## Problem to solve
Rewrite each of the rows below, swapping "photo" for "image" and leaving everything else unchanged. Omit the pictures from your answer.

===

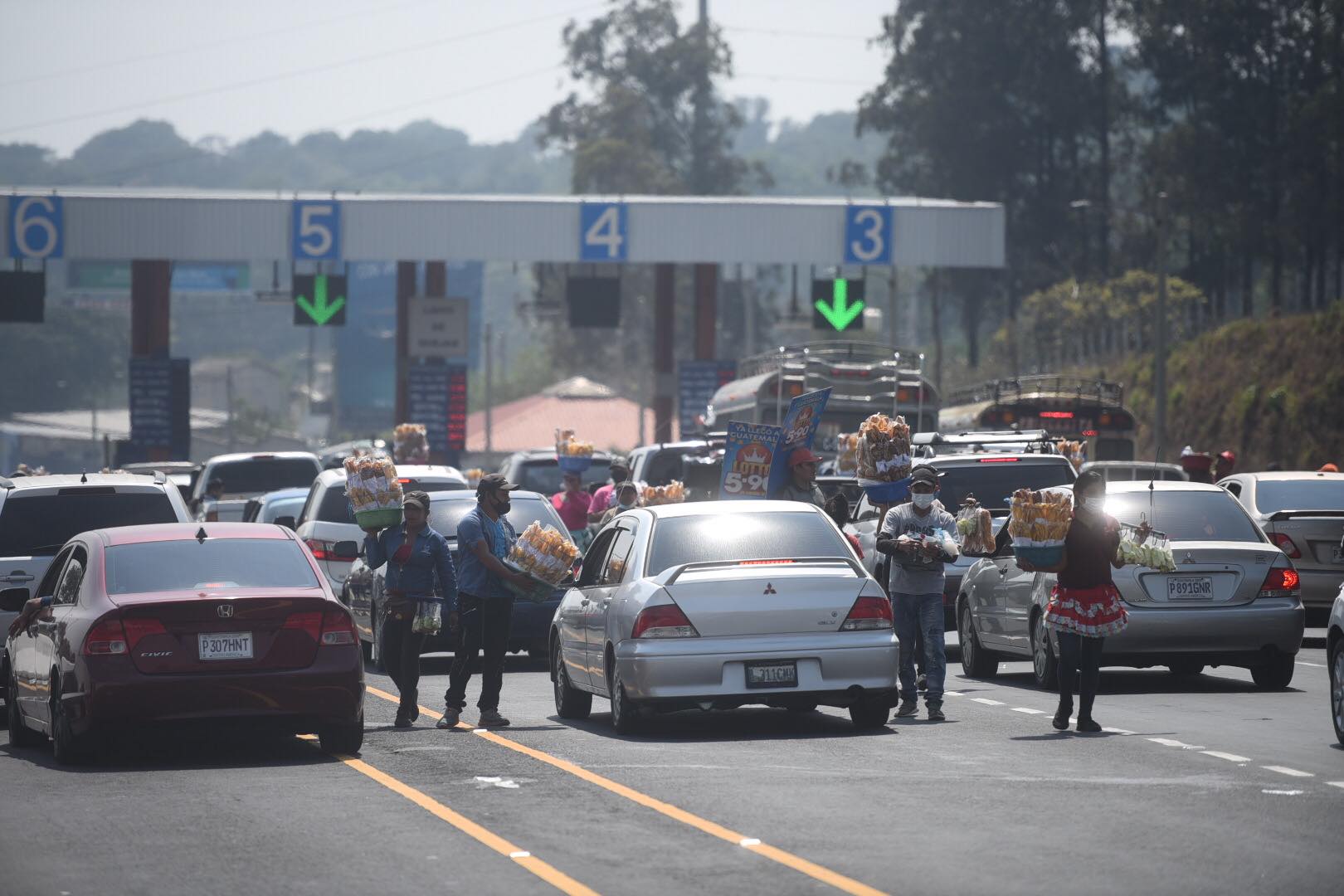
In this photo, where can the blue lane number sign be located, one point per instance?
(602, 232)
(316, 230)
(867, 236)
(37, 227)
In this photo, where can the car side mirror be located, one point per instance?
(346, 550)
(12, 599)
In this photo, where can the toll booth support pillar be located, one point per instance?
(706, 312)
(151, 303)
(665, 343)
(405, 289)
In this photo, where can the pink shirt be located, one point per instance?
(572, 508)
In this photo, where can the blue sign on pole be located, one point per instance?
(867, 236)
(602, 236)
(37, 227)
(316, 230)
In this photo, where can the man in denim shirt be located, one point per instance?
(414, 553)
(485, 606)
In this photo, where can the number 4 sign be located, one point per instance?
(602, 232)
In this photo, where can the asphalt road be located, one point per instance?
(1200, 786)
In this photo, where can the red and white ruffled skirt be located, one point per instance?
(1093, 613)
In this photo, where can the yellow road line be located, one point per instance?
(773, 853)
(552, 874)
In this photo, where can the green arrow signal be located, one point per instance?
(840, 314)
(320, 309)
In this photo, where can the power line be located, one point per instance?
(226, 42)
(295, 73)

===

## Expected output
In this image, where can the blue lane number sign be located, one point per instance?
(602, 232)
(316, 230)
(867, 236)
(37, 227)
In this image, where can the car side mirror be located, one point per instance?
(346, 550)
(12, 599)
In this image, where can the toll booth support pillar be located, one point per instance?
(706, 312)
(151, 303)
(665, 343)
(405, 289)
In this image, where can the pink shirt be located, one point per instance?
(572, 508)
In this image, where can the blue sign on pole be located, one point per instance?
(867, 236)
(602, 236)
(37, 227)
(316, 230)
In this image, where can the man in denim shirt be located, one point per instance?
(414, 553)
(485, 606)
In this image, where can the number 4 sign be located, one point per instance?
(602, 232)
In this image, where can the asphalt road be located, one point per instance?
(1200, 786)
In this image, where can the red and white ruffled skirt be located, one point per instance?
(1093, 613)
In this image, where can the yellow road line be located, one point per instance?
(773, 853)
(552, 874)
In this image, where can the green arrow signal be located, one point per instance?
(840, 314)
(320, 309)
In this image, where can the power line be located, one point per instance?
(226, 42)
(295, 73)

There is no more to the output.